PROBLEM SET —
1. Using the VR-Bench text, answer these:
(a) How many videos does VR-Bench contain in total?
(b) Which five maze types does VR-Bench include?
(c) According to the study, what does increased inference sampling boost?
2. Reproduce the VR-Bench text between "- The paper" and "and temporal planning.", inclusive.

EXTRACTED TEXT —
- The paper introduces VR-Bench to evaluate video models' spatial reasoning via maze-solving tasks, benchmarking dynamic visual and temporal planning.
- It demonstrates that video models using chain-of-frame reasoning outperform text-based methods in efficiently solving complex maze tasks.
- The study shows scaling effects, as increased inference sampling boosts accuracy and generalization across diverse maze variations.
Reasoning via Video: Evaluation of Video Models through Maze-Solving Tasks
Introduction
The paper "Reasoning via Video: The First Evaluation of Video Models' Reasoning Abilities through Maze-Solving Tasks" (2511.15065) investigates the potential of video models to engage in spatial reasoning via video generation. With recent advancements in video models capable of coherent motion dynamics and high-fidelity video generation, this research seeks to explore their reasoning capabilities, akin to LLMs evolving from text generation to reasoning. The paper introduces VR-Bench, a benchmark designed to evaluate video models on maze-solving tasks, offering insights into their spatial planning and dynamic visual reasoning.
Dataset and Benchmark Design
VR-Bench Composition
VR-Bench includes five distinct maze types: Regular Maze, Trapfield, Irregular Maze, Sokoban, and 3D Maze, capturing both 2D and 3D spatial reasoning tasks. These mazes are procedurally generated, spanning diverse visual styles and difficulty levels, totaling 7,920 videos. Each video pairs with a trace reasoning task requiring models to determine optimal paths, challenging their spatial perception and planning abilities.

INFORMATION —
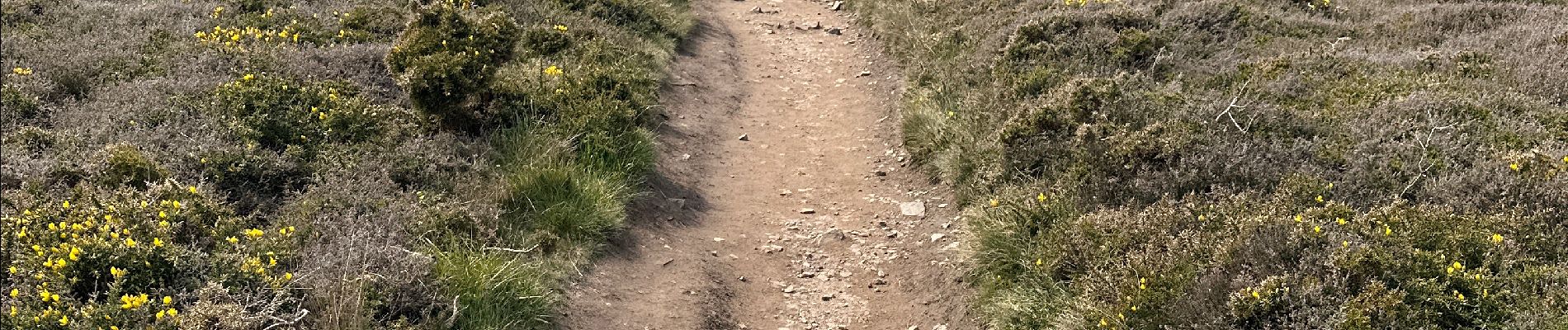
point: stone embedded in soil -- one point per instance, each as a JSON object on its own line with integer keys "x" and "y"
{"x": 911, "y": 209}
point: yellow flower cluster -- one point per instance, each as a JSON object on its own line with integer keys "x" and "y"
{"x": 239, "y": 38}
{"x": 116, "y": 241}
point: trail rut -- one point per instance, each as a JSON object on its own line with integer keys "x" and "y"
{"x": 797, "y": 224}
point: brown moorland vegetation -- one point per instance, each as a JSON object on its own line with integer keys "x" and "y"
{"x": 1249, "y": 165}
{"x": 317, "y": 165}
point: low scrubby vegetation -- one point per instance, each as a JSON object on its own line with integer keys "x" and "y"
{"x": 1249, "y": 165}
{"x": 317, "y": 165}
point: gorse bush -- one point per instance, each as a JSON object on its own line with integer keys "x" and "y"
{"x": 447, "y": 57}
{"x": 317, "y": 165}
{"x": 1247, "y": 165}
{"x": 278, "y": 113}
{"x": 135, "y": 258}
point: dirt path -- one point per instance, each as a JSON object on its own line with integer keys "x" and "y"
{"x": 796, "y": 225}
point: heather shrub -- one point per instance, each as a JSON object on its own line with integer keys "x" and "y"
{"x": 127, "y": 166}
{"x": 446, "y": 59}
{"x": 281, "y": 115}
{"x": 305, "y": 186}
{"x": 17, "y": 108}
{"x": 1245, "y": 165}
{"x": 375, "y": 22}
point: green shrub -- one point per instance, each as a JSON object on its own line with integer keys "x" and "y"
{"x": 446, "y": 59}
{"x": 1245, "y": 165}
{"x": 381, "y": 22}
{"x": 280, "y": 115}
{"x": 125, "y": 166}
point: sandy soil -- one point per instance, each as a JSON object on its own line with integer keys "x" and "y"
{"x": 797, "y": 224}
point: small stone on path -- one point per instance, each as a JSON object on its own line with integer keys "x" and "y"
{"x": 911, "y": 209}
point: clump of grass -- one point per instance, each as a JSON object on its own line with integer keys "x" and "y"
{"x": 498, "y": 290}
{"x": 1245, "y": 165}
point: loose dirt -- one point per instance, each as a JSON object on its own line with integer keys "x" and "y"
{"x": 777, "y": 204}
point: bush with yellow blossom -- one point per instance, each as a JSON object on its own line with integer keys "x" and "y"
{"x": 132, "y": 258}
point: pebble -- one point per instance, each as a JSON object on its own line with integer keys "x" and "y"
{"x": 911, "y": 209}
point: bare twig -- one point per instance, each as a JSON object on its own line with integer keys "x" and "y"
{"x": 1235, "y": 101}
{"x": 524, "y": 251}
{"x": 287, "y": 321}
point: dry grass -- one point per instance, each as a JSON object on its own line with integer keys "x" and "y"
{"x": 286, "y": 118}
{"x": 1176, "y": 144}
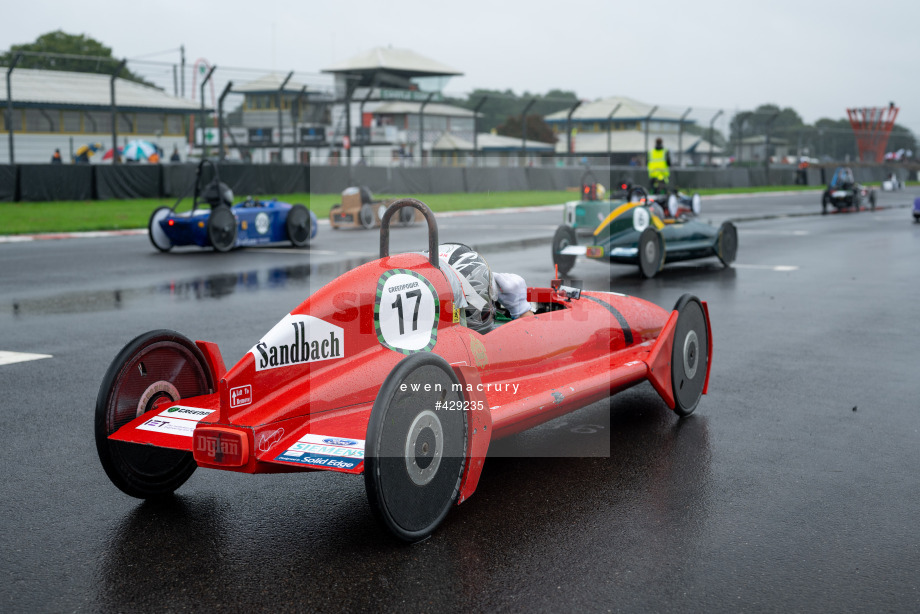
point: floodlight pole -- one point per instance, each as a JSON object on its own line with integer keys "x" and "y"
{"x": 300, "y": 95}
{"x": 220, "y": 119}
{"x": 115, "y": 157}
{"x": 204, "y": 149}
{"x": 280, "y": 118}
{"x": 367, "y": 96}
{"x": 478, "y": 106}
{"x": 648, "y": 119}
{"x": 680, "y": 138}
{"x": 609, "y": 130}
{"x": 569, "y": 150}
{"x": 766, "y": 146}
{"x": 9, "y": 103}
{"x": 524, "y": 128}
{"x": 711, "y": 137}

ANSWERS IN ORDER —
1.
(a) 7,920 videos.
(b) Regular Maze, Trapfield, Irregular Maze, Sokoban, and 3D Maze.
(c) Accuracy and generalization across diverse maze variations.

2.
- The paper introduces VR-Bench to evaluate video models' spatial reasoning via maze-solving tasks, benchmarking dynamic visual and temporal planning.